Single40'S diary

「40過ぎて独身で」と言ってる間にはや還暦のブログ

縮図

お盆休みは故郷で過ごした。
祖父が亡くなって35周年であるし。墓参りもしたかった。

父は、すっかり年老いていた。
84歳であるから、仕方がない。
ただ、今年の正月にも帰ったのだけれども、そのときよりも、明らかに認知症の症状が進んでしまった。
母親によると、通っていた病院の担当医が医局に帰ってしまい、かわりに若い先生が来たのだが、投薬を変えたのがいけなかった。父には合わなかった様子で、昼間から居眠りをして、夢遊病のような症状を起こしたという。
もとの薬に戻して少し落ち着いたが、その間に、すっかり症状が進んでしまったという。

父に話しかけてみると、「ああ」とか「うん」という返事はするものの、それ以上の会話が出来なくなってしまっている。
ごく希に、何かを話し出すことがあるが、目の前の出来事とは関係のない昔の話をしたりする。
母親いわく「2~3歳の幼児のよう」だと。
そのとおりである。

しかし、それでも少しは歩いたりはする。
それはいいのだが、外出すると、自宅が分からなくなる。
補聴器をいじるとなくす。1個10万円である。たいへんだ。
目が離せないので、母がつききりで介護している。
入浴も着替えも一人では出来ない。
食事中にも眠り込んでしまうので、食事に1時間以上かかる。

父の状態も気になるが、それよりも介護している母のほうが気になる。
老老介護というが、母だって後期高齢者である。
幸い、近所に弟夫婦が住んでいて、それだけが頼りだが、しかし祖父の世話を弟の嫁さんにやってもらうわけにもいかない。

• 作業指示
1. 本文抜粋のうち、「入浴も着替えも一人では出来ない。」から「ってもらうわけにもいかない。」までの箇所をそのまま書き写してください。
2. 本文抜粋で「しかし、それでも少しは歩いたりはする。」から始まる段落を、主な事実を残したまま箇条書きにまとめてください。

参照表現グラウンディングデータ:
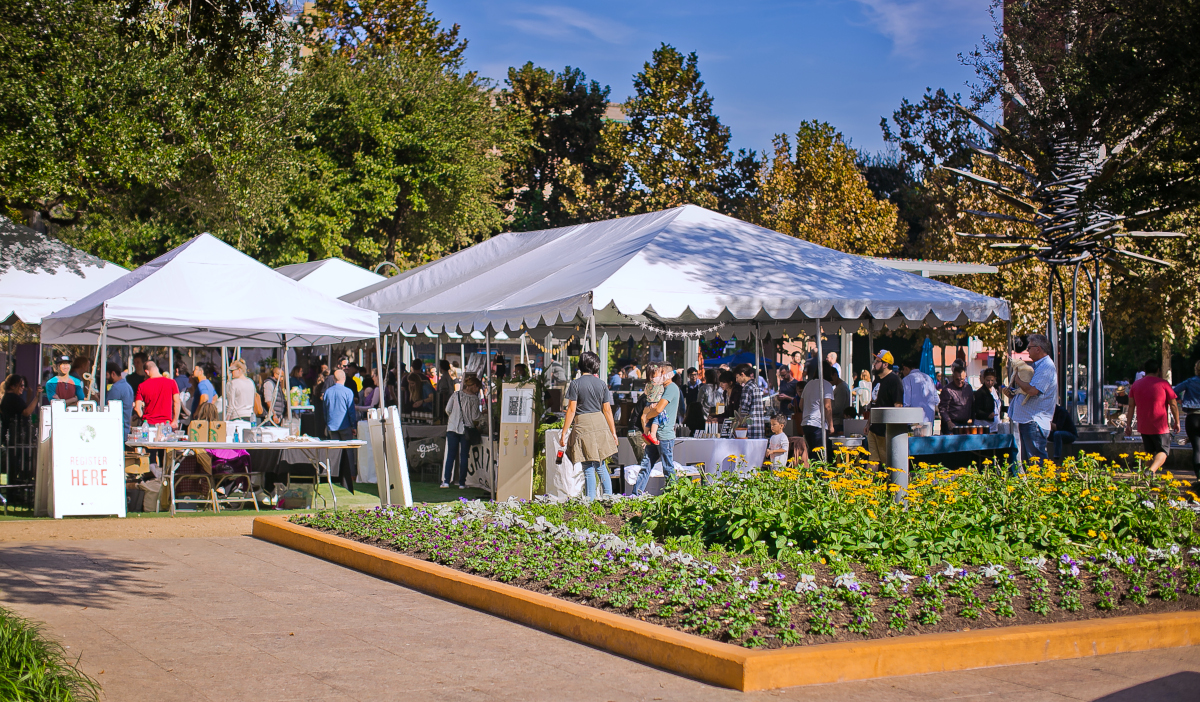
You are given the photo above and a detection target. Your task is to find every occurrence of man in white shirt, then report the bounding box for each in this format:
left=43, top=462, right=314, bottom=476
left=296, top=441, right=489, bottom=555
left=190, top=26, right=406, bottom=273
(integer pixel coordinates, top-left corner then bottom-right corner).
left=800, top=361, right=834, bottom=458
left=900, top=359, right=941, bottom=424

==

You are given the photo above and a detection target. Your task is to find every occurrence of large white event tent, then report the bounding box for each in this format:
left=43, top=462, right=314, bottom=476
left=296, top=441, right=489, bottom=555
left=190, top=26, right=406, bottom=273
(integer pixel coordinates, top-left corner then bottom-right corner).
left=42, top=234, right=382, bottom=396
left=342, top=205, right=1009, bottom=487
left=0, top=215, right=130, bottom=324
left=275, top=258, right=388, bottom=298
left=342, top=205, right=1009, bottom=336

• 回答
1.
入浴も着替えも一人では出来ない。
食事中にも眠り込んでしまうので、食事に1時間以上かかる。

父の状態も気になるが、それよりも介護している母のほうが気になる。
老老介護というが、母だって後期高齢者である。
幸い、近所に弟夫婦が住んでいて、それだけが頼りだが、しかし祖父の世話を弟の嫁さんにやってもらうわけにもいかない。

2.
- 父は少しは歩く。
- 外出すると自宅が分からなくなる。
- 補聴器をいじるとなくしてしまい、それは1個10万円である。
- 目が離せないので、母がつききりで介護している。
- 入浴も着替えも一人ではできない。
- 食事中にも眠り込んでしまうので、食事に1時間以上かかる。